● Problem
When a line in the entries below contains the word "wall", copy that line.
### Provided data ###
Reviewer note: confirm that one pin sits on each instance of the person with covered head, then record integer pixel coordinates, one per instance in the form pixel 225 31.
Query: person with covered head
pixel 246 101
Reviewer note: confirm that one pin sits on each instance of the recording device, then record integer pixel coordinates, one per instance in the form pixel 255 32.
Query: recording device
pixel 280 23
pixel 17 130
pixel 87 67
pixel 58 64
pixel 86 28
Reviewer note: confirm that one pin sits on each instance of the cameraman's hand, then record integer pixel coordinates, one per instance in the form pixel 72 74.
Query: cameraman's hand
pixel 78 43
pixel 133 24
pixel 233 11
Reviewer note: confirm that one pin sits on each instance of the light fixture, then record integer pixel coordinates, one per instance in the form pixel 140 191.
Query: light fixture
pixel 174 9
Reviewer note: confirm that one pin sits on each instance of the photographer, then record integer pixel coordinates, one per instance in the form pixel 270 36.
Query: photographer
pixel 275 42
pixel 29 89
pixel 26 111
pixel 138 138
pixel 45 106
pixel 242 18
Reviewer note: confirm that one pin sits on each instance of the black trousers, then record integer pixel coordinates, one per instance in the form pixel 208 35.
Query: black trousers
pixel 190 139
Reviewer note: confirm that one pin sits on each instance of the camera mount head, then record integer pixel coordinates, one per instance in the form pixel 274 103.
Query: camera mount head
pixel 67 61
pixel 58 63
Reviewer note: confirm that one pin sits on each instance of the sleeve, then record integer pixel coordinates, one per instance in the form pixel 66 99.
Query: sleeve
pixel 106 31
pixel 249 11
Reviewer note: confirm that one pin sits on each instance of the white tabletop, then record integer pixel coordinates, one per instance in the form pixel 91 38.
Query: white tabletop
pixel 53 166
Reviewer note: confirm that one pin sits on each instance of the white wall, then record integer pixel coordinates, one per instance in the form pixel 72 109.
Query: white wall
###
● Solution
Reviewer note: confirm that one pin sits on each instance of the white wall, then record integer pixel coordinates, one per instance in the form pixel 72 109.
Query: white wall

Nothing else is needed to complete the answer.